* [Textausschnitt]:
Der Abend lockt mit Lampenschein
Mich aus der Kühle früh ins Haus.
    Bald stehen Baum und Garten leer,
Dann glüht nur noch der wilde Wein
Ums Haus, und bald verglüht auch der,
Es kann nicht immer Sommer sein.
    Was mich zur Jugendzeit erfreut,
Es hat den alten frohen Schein
Nicht mehr und freut mich nimmer heut –
Es kann nicht immer Sommer sein.
    O Liebe, wundersame Glut,
Die durch der Jahre Lust und Mühn
Mir immer hat gebrannt im Blut –
O Liebe, kannst auch du verglühn?
// HERBSTBEGINN
    Während vor den Fenstern eine kühle, schwarze Regennacht liegt und mit stetig leisem Rhythmus auf den Dächern tönt, tröste ich mein unzufriedenes Herz mit farbig lockenden Herbstgedanken, mit Gedanken an reine, lichtblaue, goldklare Himmel, silberne Frühnebel, an blaue Pflaumen und Trauben, rote Äpfel und goldgelbe Kürbisse, an herbstfarbige Wälder, an Kirchweih und Winzerfeste. Ich hole mir den Mörike her und lese seinen mild leuchtenden »Septembermorgen«:
    »Im Nebel ruhet noch die Welt,
Noch träumen Wald und Wiesen:
Bald siehst du, wenn der Schleier fällt,
Den blauen Himmel unverstellt,
Herbstkräftig die gedämpfte Welt
In warmem Golde fließen.«



Leise lese ich die Verse des Meisters vor mich hin und lasse sie in mich dringen wie einen langsam geschlürften, klaren, alten Wein. Sie sind schön, und sie tun mir wohl, und der Herbst, den sie malen, ist etwas Schönes, Zartes, Gesättigtes – aber ich freue mich nicht auf ihn. Er ist die einzige Jahreszeit, auf die ich mich niemals freue.

* [Material erkunden]:
**a.** Beantworte anhand des Textausschnitts die folgenden Fragen:
(i) Was glüht laut dem Gedicht noch ums Haus, wenn Baum und Garten leer stehen?
(ii) Welches Gedicht von Mörike liest die erzählende Person?
(iii) Womit vergleicht die erzählende Person die Verse, die sie in sich dringen lässt?
**b.** Kopiere wortgetreu die Passage des Textausschnitts, die mit „Der Abend lockt“ beginnt und mit „auch du verglühn?“ endet.
**c.** Nenne alle Obst- und Gemüsesorten, an die die erzählende Person im Textausschnitt bei ihren Herbstgedanken denkt.

* [Extrahierte Datensätze]:
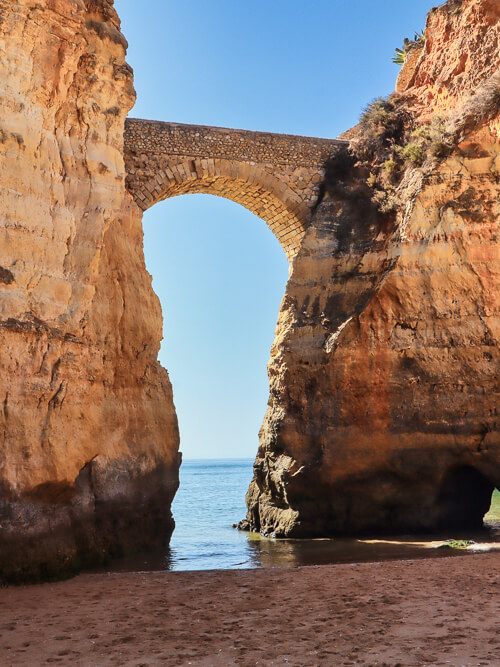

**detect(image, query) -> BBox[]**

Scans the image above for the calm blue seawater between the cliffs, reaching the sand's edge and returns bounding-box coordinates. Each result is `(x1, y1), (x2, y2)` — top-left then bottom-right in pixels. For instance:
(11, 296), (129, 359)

* * *

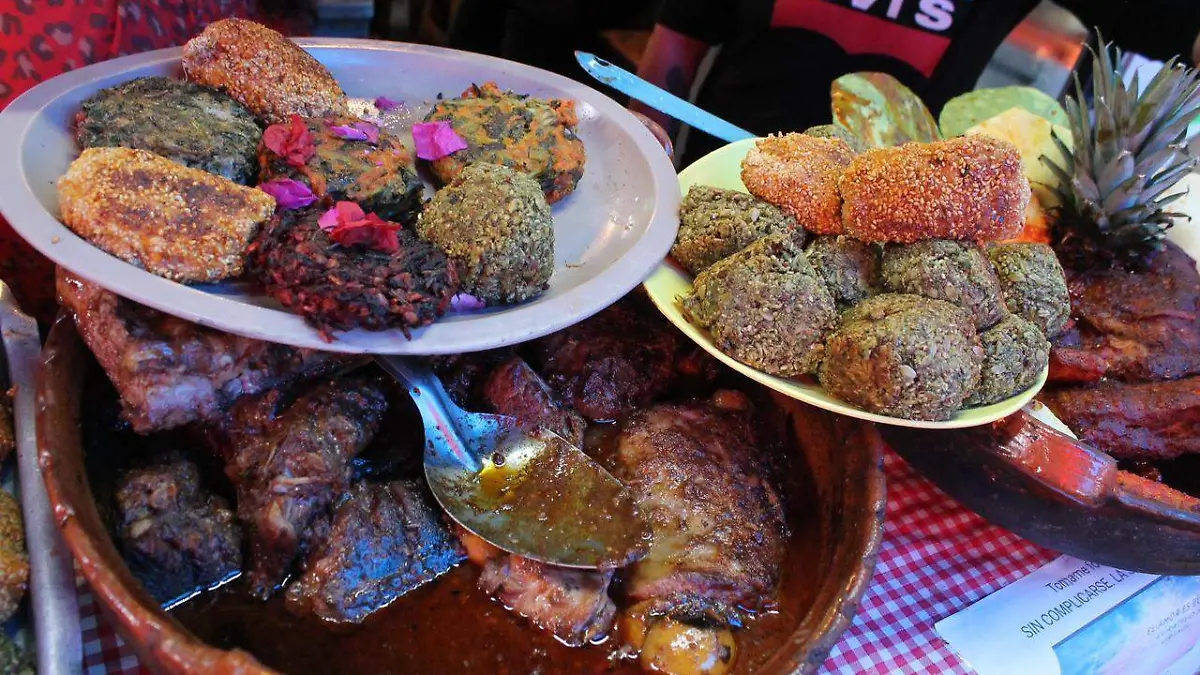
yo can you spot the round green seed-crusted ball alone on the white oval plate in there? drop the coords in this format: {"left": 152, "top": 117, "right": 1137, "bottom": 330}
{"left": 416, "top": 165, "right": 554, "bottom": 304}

...

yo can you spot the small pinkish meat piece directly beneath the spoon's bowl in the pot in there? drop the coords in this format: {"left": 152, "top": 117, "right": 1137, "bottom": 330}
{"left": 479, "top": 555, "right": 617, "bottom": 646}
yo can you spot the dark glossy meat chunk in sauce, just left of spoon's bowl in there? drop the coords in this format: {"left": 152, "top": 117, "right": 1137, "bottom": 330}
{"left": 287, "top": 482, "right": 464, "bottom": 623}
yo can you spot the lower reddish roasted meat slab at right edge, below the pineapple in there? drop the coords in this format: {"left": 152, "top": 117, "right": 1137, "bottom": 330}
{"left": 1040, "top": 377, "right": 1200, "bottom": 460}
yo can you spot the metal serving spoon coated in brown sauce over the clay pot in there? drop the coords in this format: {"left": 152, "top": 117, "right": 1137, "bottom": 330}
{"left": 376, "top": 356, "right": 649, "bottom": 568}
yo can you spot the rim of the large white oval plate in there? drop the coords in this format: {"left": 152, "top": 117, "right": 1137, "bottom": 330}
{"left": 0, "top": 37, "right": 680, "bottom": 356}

* [Ergebnisse der Übungen]:
**a.**
(i) Der wilde Wein.
(ii) »Septembermorgen«.
(iii) Mit einem langsam geschlürften, klaren, alten Wein.

**b.**
Der Abend lockt mit Lampenschein
Mich aus der Kühle früh ins Haus.
    Bald stehen Baum und Garten leer,
Dann glüht nur noch der wilde Wein
Ums Haus, und bald verglüht auch der,
Es kann nicht immer Sommer sein.
    Was mich zur Jugendzeit erfreut,
Es hat den alten frohen Schein
Nicht mehr und freut mich nimmer heut –
Es kann nicht immer Sommer sein.
    O Liebe, wundersame Glut,
Die durch der Jahre Lust und Mühn
Mir immer hat gebrannt im Blut –
O Liebe, kannst auch du verglühn?

**c.** Pflaumen, Trauben, Äpfel, Kürbisse